**What you have to do**
Beneath this line is the data. Output exactly the lines from the line with "Task: pointing. Mark each instance of the player's glove" to the line with "Task: pointing. Mark each instance of the goalie stick", both ends included, and nothing more.

**Records for the exercise**
- - - -

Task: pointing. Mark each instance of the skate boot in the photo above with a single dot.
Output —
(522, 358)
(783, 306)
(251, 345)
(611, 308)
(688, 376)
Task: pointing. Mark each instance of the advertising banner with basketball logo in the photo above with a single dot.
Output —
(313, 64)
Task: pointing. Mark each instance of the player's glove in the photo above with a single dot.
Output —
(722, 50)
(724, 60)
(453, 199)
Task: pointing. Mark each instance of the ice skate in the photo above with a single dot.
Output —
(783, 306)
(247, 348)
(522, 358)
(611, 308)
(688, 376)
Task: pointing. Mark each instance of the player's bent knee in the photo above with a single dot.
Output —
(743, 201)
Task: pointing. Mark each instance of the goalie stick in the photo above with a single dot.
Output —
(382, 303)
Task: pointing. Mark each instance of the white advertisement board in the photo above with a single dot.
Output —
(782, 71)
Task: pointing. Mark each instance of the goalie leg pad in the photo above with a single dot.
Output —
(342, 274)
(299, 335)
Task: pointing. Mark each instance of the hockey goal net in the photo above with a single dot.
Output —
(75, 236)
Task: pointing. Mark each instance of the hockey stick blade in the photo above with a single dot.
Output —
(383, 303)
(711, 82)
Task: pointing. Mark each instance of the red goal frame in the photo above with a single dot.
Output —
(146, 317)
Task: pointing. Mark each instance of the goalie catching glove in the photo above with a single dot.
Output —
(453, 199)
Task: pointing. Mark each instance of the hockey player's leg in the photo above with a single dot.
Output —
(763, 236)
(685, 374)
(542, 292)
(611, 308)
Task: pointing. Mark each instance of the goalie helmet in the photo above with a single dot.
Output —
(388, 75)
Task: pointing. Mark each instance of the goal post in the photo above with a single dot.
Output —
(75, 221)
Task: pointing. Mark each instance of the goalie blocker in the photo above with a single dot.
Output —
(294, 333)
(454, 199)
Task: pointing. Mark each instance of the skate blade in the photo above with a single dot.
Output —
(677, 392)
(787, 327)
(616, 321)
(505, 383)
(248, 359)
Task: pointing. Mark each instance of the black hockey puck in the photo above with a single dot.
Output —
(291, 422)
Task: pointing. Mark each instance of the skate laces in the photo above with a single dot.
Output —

- - - -

**Task answer**
Task: pointing. Mark each instance of the player's glove in the photo above with a single dot.
Output —
(722, 50)
(724, 60)
(453, 199)
Task: pointing. Mark each instance of the ice skate in the photo above with a single dot.
Output —
(783, 306)
(247, 348)
(522, 358)
(611, 308)
(688, 376)
Task: pointing. Mark each instance of the player's bent knee in the photo above with a single dot.
Output —
(743, 201)
Task: pointing. Mark each instance of the goalie stick in the photo above with a single dot.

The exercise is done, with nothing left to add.